Pointing dataset rows
# # # # # # #
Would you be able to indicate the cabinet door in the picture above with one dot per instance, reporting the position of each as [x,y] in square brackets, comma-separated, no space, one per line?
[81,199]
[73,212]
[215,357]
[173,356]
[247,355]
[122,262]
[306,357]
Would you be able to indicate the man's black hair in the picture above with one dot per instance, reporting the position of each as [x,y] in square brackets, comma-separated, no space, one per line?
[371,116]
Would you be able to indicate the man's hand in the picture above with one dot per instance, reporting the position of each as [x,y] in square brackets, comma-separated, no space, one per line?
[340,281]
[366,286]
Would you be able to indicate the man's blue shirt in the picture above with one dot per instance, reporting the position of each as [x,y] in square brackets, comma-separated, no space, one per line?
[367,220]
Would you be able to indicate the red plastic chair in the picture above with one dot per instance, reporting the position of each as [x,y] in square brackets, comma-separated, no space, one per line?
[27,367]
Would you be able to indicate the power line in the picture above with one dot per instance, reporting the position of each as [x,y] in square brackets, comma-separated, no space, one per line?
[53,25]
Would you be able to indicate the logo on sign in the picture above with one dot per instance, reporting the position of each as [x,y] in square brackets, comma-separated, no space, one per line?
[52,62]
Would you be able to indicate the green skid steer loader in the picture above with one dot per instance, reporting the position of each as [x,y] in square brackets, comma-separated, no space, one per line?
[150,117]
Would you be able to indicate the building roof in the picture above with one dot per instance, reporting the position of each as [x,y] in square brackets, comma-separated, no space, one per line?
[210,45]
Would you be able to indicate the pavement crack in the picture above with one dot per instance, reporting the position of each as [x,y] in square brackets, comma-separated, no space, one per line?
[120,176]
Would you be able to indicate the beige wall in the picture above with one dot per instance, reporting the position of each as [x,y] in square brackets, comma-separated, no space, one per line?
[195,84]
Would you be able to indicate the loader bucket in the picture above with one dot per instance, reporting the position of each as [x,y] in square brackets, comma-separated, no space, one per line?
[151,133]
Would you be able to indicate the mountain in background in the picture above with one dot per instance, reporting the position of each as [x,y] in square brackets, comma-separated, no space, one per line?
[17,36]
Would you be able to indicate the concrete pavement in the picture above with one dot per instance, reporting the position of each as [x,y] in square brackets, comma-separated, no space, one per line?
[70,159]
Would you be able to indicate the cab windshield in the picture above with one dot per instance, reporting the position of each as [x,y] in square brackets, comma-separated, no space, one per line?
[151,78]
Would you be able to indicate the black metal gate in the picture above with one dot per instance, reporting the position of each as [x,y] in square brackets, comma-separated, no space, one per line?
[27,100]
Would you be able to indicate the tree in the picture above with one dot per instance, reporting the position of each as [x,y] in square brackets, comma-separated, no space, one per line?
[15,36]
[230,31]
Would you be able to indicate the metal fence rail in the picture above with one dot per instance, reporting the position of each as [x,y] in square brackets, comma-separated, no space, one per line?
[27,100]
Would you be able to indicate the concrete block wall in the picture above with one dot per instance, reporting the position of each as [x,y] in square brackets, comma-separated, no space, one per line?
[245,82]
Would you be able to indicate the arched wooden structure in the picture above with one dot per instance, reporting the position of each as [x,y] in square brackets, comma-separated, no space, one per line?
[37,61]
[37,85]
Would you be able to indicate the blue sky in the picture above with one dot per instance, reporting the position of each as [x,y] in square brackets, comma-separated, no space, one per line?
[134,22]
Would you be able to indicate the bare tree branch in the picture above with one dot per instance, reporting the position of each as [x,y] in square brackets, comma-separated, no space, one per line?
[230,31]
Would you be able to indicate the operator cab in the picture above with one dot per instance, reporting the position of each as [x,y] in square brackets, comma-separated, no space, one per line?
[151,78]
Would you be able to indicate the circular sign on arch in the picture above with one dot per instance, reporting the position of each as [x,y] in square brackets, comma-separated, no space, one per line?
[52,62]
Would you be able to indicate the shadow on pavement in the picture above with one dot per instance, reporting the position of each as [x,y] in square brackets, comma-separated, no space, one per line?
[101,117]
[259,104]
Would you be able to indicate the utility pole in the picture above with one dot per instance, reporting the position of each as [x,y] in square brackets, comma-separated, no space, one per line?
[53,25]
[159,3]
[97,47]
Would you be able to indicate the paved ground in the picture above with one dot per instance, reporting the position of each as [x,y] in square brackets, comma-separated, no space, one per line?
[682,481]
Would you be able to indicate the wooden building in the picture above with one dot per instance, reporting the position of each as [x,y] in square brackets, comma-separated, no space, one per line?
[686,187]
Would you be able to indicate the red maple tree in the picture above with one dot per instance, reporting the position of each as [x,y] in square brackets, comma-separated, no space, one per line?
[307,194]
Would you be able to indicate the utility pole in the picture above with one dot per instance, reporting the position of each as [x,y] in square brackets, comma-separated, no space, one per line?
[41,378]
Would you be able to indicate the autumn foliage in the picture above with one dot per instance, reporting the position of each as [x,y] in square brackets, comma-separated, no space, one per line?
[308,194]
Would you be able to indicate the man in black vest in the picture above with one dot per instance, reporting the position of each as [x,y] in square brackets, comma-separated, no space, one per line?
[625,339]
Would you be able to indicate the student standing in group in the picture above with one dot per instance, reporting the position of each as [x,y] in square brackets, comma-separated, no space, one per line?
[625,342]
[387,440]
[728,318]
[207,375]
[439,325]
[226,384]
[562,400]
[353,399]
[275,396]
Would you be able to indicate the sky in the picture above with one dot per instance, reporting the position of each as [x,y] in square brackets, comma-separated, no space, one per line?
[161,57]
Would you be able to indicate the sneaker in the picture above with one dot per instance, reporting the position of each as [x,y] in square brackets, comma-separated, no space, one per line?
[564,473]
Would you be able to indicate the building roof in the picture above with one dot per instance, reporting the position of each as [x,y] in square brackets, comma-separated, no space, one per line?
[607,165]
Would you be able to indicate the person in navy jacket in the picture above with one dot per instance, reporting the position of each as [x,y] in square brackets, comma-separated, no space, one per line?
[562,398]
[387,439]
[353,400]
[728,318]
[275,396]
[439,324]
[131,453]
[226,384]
# # # # # # #
Exercise. Lay out the rows from the line with "Would you be able to indicate the student" through the end of the rows as a two-column CSV with the columns input and output. Give one CSV line per row, with its text in one quoted field and its answer in the other, and turn any line breaks into spaces.

Task output.
input,output
"Would you be able to indicate the student standing in group in the picture above with one dot per instance, reporting the position of each as [x,y] in square brackets, comma-separated, no space, one per line?","[625,342] [387,440] [728,318] [207,375] [439,325] [226,384] [562,400] [353,399] [275,396]"
"Would you be able to indicate the sky in the picture above with one dot per instance, reporting the position of each as [x,y] in square brackets, comma-separated, no space, one per line?","[161,57]"
"Would you be able to indicate the sneaker in the picture above with one dot per instance, reporting the position of each as [x,y] in square brackets, comma-separated, no space, one per line?","[564,473]"
"Would you be able to indicate the building roof in the picture above with one dot per instance, reporting the position of each as [x,y] in square brackets, comma-separated, no space, one per line?","[607,165]"
"Would you be able to indicate the person in navy jacket in the picture above with one dot per instance, reporting the position of each as [x,y] in square brackets, comma-separated, no space, one per line?","[562,398] [387,439] [353,400] [728,318] [275,396] [439,324] [131,453] [226,384]"